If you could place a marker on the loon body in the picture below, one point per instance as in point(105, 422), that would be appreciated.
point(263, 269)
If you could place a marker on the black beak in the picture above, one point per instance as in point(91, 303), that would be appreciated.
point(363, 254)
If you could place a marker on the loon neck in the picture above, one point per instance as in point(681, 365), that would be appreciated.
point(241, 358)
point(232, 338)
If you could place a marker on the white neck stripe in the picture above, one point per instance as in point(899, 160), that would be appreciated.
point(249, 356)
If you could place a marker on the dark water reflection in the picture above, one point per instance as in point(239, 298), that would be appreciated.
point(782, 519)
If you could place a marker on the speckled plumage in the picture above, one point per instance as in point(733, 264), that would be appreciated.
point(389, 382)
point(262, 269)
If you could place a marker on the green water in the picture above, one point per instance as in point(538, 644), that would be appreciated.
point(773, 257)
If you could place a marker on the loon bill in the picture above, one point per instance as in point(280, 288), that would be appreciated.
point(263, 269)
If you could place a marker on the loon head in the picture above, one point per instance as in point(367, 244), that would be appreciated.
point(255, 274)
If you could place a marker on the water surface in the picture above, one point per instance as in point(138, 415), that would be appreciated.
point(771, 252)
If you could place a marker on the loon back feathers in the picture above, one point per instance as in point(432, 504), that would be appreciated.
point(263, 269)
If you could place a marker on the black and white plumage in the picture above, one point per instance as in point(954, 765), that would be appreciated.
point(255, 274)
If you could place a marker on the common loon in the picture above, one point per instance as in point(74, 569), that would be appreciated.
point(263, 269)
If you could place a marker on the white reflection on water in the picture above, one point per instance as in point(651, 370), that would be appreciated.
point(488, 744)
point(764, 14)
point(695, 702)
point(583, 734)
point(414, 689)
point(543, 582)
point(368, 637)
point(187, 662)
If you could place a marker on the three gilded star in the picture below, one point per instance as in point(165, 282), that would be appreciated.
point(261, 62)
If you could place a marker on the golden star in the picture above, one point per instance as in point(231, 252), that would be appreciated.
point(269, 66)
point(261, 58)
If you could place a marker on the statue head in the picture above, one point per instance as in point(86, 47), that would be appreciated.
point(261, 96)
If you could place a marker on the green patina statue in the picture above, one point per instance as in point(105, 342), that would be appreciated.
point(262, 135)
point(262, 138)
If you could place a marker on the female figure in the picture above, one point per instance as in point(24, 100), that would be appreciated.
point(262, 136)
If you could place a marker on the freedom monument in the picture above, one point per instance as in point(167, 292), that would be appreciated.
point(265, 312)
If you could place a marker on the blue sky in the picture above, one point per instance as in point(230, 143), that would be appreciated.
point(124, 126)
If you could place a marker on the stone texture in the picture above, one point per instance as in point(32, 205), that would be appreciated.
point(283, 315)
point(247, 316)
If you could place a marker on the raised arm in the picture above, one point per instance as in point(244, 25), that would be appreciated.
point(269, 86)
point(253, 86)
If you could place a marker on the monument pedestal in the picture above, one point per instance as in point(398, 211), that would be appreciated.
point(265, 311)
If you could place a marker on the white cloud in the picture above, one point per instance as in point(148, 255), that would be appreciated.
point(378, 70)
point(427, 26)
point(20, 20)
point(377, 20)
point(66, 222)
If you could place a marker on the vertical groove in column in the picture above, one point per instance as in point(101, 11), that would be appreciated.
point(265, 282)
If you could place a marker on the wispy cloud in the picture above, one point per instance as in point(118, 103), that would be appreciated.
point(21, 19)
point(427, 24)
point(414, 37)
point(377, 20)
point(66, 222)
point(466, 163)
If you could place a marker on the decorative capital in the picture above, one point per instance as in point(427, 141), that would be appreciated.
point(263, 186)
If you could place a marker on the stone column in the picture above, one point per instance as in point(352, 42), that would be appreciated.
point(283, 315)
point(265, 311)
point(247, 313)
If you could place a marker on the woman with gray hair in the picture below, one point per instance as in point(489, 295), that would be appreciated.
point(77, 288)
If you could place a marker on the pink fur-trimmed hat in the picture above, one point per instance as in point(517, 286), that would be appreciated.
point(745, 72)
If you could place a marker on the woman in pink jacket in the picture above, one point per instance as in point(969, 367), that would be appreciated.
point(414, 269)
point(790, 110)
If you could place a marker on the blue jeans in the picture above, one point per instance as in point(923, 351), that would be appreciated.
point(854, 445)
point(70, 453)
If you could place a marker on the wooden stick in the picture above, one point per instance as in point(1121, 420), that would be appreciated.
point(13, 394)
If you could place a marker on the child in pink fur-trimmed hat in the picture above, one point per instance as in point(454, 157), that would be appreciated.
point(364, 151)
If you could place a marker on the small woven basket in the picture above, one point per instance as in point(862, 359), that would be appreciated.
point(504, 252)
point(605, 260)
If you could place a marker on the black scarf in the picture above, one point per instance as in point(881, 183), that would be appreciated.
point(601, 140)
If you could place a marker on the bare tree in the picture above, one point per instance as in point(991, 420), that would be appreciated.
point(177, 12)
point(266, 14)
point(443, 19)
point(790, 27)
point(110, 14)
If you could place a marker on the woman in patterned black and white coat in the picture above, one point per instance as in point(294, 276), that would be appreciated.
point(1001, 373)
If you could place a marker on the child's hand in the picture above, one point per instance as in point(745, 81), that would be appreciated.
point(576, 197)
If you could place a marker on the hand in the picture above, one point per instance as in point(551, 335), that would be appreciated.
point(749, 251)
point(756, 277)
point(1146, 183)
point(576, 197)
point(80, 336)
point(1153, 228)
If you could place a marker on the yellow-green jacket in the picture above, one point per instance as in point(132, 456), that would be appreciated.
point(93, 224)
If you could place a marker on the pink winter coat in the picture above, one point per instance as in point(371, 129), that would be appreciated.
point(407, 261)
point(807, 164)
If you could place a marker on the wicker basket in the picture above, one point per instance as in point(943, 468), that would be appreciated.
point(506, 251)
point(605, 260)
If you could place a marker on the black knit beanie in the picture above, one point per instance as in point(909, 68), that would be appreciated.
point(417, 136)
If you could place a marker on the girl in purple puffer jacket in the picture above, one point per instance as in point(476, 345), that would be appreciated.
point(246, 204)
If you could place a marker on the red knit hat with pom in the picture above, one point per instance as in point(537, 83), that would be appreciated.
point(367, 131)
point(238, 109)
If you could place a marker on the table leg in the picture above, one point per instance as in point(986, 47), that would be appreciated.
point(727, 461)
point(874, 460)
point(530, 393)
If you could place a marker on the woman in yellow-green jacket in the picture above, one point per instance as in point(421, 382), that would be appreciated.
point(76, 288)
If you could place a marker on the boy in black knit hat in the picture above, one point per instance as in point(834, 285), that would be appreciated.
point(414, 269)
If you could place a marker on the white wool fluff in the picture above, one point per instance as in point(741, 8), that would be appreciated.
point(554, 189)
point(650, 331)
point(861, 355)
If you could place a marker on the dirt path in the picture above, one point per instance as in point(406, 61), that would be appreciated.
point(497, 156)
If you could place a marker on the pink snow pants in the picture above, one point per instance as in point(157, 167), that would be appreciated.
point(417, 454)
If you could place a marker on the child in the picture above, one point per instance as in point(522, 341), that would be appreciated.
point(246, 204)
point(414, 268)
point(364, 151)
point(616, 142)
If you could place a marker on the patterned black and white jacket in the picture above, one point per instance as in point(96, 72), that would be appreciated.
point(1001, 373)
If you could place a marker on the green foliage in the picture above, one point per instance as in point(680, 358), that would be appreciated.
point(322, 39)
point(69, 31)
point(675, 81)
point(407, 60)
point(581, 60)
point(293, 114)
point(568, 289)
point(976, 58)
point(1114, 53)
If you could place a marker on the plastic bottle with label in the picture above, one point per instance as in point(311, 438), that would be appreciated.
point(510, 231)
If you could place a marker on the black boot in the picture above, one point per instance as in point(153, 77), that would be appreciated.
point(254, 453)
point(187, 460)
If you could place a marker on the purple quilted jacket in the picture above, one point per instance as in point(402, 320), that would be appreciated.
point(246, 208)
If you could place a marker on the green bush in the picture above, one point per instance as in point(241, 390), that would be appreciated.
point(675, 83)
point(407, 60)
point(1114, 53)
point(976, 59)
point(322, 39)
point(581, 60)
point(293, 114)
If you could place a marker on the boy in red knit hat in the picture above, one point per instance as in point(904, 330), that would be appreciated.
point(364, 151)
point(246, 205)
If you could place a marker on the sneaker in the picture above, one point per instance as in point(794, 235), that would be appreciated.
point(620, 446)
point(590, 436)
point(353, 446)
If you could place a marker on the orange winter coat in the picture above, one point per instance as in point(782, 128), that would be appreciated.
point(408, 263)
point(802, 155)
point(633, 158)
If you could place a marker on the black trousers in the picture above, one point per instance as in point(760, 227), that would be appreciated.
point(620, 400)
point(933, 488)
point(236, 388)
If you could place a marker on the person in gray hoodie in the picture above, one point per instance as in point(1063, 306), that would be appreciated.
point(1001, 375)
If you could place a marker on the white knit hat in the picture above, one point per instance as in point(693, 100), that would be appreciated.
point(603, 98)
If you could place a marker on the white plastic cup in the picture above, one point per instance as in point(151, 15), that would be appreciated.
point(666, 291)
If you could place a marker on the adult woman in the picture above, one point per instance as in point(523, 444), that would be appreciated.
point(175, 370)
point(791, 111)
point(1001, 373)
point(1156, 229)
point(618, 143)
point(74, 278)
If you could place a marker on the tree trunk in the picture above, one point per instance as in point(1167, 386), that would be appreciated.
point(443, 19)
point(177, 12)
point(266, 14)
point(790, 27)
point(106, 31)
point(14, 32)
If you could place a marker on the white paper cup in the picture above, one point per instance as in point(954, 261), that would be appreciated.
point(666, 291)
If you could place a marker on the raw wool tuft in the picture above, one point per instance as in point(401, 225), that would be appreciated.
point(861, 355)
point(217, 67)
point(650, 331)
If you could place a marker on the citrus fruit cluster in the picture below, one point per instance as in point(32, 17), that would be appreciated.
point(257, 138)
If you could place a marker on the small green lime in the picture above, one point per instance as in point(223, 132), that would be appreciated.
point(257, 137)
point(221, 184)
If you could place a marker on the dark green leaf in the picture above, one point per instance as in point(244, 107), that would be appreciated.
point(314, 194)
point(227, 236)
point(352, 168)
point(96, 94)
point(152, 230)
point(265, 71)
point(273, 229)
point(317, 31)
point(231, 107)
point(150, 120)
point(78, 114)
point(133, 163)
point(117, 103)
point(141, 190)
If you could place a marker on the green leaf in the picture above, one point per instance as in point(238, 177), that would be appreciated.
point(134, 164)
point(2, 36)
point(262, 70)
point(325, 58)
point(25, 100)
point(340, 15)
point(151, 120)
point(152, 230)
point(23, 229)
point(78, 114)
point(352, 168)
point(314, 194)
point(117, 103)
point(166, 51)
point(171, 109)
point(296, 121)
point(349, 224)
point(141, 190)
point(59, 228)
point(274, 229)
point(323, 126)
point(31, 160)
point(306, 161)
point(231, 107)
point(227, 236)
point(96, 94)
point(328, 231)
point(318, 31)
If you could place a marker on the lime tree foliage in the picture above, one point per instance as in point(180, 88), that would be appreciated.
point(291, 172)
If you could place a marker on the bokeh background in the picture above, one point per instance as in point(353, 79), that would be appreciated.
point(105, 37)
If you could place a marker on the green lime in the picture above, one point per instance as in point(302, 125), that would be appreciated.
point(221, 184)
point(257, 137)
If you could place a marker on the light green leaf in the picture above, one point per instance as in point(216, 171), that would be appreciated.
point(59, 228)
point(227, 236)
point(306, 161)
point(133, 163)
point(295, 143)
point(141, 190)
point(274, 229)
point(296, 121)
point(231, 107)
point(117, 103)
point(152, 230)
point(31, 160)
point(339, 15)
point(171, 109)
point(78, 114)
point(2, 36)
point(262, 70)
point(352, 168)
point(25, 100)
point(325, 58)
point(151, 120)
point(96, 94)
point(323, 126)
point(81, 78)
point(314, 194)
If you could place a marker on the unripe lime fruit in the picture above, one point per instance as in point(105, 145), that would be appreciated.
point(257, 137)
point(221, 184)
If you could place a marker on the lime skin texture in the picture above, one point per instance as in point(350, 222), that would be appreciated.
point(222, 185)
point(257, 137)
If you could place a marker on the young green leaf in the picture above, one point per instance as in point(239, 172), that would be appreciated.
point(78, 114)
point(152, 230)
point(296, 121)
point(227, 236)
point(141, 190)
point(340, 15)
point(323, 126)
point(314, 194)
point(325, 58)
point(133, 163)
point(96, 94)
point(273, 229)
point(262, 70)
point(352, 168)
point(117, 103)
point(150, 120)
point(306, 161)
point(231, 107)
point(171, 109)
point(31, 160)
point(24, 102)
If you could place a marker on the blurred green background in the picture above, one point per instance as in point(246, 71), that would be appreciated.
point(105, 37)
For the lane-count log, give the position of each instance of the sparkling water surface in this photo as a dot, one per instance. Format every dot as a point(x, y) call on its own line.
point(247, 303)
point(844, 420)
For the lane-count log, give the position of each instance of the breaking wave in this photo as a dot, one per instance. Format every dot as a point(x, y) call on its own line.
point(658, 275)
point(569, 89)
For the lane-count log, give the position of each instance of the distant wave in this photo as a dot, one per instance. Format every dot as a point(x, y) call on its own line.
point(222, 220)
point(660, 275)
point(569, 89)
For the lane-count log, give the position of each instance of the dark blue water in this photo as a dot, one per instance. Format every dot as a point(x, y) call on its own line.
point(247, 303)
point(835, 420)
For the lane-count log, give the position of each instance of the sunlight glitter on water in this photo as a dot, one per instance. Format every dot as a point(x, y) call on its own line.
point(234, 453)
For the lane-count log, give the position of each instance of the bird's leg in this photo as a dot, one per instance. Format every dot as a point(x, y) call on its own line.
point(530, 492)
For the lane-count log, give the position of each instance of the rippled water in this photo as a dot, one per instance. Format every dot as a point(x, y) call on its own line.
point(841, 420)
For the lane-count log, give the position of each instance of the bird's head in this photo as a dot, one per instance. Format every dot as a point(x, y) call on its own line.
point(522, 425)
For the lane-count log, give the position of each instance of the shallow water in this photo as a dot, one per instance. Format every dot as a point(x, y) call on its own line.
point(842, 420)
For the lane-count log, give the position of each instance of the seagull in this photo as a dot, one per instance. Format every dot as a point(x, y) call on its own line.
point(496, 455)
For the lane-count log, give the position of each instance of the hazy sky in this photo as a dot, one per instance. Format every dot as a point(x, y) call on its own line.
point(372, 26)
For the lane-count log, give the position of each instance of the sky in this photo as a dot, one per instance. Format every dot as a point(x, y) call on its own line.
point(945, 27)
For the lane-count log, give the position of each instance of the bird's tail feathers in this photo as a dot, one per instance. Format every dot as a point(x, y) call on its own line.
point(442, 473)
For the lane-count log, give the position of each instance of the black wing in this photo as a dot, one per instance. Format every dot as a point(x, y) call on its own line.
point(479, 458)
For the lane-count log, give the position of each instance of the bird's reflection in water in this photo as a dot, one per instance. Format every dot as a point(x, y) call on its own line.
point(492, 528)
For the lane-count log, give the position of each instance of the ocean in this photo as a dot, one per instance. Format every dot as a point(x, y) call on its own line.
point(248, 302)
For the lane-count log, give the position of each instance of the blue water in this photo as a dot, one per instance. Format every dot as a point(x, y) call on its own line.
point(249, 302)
----
» **WHAT TO DO**
Repeat exactly, and only, the lines from the line containing "of the black" through the last line of the records above, both included.

» **SOLUTION TO THIS PROBLEM**
For the lane-count log, give the position of each instance of the black wing in this photo as a dot, one per instance. Format every dot as a point(x, y) call on its own line.
point(479, 458)
For the lane-count log, give the position of each instance of the bird's reflection in water in this photo as a dot, one per instance. Format every dot as a point(x, y) call on its own line.
point(492, 528)
For the lane-count log, give the position of each instance of the ocean in this photo as a dot, one per instance. Format every dot as a point(x, y) call on its own line.
point(248, 302)
For the lane-count log, give the position of each instance of the blue water in this photo as a dot, one per instance. Format every dot as a point(x, y) call on its own line.
point(249, 302)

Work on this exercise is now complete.